* Work order:
Go through the entries below and print, exactly, the lines starting at the one with "positive clicks: (220, 29)" and ending at the one with "rough mask: <svg", keeping both ends and no others.

##### Data

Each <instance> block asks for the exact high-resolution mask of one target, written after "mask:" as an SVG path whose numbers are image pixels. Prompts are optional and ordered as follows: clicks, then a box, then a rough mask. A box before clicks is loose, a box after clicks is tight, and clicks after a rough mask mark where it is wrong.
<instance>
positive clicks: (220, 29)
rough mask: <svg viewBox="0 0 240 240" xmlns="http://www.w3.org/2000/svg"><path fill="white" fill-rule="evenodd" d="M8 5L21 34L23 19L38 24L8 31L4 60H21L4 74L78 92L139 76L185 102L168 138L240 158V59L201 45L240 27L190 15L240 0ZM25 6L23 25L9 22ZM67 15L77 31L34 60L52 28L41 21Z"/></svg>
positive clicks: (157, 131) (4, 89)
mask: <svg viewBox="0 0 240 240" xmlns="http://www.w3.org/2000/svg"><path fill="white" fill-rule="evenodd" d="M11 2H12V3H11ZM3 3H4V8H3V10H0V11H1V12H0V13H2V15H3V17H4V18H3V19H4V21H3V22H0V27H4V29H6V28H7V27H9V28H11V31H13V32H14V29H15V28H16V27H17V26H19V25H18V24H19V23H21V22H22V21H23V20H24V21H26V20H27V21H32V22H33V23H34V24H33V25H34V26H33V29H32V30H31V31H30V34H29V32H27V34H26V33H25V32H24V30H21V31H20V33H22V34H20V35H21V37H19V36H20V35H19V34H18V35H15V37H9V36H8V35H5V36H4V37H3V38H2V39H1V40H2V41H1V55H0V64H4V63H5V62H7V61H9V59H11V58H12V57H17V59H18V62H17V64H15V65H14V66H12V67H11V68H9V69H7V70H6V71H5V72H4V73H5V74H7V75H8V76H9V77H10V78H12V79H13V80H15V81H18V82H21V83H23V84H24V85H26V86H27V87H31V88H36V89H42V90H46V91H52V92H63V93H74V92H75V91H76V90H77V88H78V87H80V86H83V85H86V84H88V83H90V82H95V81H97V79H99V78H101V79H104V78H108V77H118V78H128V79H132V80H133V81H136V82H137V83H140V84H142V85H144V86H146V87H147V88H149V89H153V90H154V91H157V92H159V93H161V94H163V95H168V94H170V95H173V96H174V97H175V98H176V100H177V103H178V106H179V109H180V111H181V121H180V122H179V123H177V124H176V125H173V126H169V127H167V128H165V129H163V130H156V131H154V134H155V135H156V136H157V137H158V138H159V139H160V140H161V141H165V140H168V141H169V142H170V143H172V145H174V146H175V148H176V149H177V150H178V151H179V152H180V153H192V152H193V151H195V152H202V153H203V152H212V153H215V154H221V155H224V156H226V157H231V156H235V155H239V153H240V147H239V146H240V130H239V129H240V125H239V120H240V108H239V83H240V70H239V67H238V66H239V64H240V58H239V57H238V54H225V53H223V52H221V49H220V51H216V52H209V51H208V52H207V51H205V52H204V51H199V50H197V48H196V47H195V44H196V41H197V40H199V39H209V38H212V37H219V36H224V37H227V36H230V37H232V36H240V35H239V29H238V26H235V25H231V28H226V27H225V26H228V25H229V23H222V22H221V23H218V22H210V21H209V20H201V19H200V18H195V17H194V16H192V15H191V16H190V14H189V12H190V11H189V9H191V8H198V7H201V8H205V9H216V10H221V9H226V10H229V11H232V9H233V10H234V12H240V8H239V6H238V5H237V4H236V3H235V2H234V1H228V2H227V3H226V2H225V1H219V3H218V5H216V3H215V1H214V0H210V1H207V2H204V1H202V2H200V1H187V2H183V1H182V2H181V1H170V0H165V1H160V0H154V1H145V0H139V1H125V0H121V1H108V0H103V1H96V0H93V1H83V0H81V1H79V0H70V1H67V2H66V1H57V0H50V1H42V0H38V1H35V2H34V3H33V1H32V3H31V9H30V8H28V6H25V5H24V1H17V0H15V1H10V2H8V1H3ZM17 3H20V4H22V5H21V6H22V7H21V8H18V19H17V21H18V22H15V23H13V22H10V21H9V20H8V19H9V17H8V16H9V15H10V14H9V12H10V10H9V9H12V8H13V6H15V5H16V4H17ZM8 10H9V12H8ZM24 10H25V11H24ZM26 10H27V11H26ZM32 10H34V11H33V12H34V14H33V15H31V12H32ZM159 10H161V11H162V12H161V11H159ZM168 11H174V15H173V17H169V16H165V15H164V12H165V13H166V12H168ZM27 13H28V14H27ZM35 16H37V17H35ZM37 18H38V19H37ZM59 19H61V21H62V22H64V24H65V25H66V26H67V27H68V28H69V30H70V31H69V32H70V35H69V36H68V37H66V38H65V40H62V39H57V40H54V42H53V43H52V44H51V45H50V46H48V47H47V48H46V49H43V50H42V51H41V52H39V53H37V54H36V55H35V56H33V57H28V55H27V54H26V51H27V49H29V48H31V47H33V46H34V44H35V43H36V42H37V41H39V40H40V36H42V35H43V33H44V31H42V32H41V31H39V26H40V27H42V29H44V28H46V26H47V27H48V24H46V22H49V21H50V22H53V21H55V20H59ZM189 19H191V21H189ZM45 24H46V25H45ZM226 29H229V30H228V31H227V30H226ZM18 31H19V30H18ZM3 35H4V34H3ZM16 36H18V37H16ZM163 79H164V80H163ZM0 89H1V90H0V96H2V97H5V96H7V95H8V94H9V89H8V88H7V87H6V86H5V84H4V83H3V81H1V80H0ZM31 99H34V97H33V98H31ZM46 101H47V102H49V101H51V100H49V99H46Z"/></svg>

##########

* Solution to this problem:
positive clicks: (220, 29)
rough mask: <svg viewBox="0 0 240 240" xmlns="http://www.w3.org/2000/svg"><path fill="white" fill-rule="evenodd" d="M8 5L21 34L23 19L38 24L8 31L4 60H21L4 74L78 92L139 76L185 102L168 138L240 158V59L201 45L240 27L190 15L240 0ZM25 6L23 25L9 22ZM67 15L77 31L34 60L52 28L41 21Z"/></svg>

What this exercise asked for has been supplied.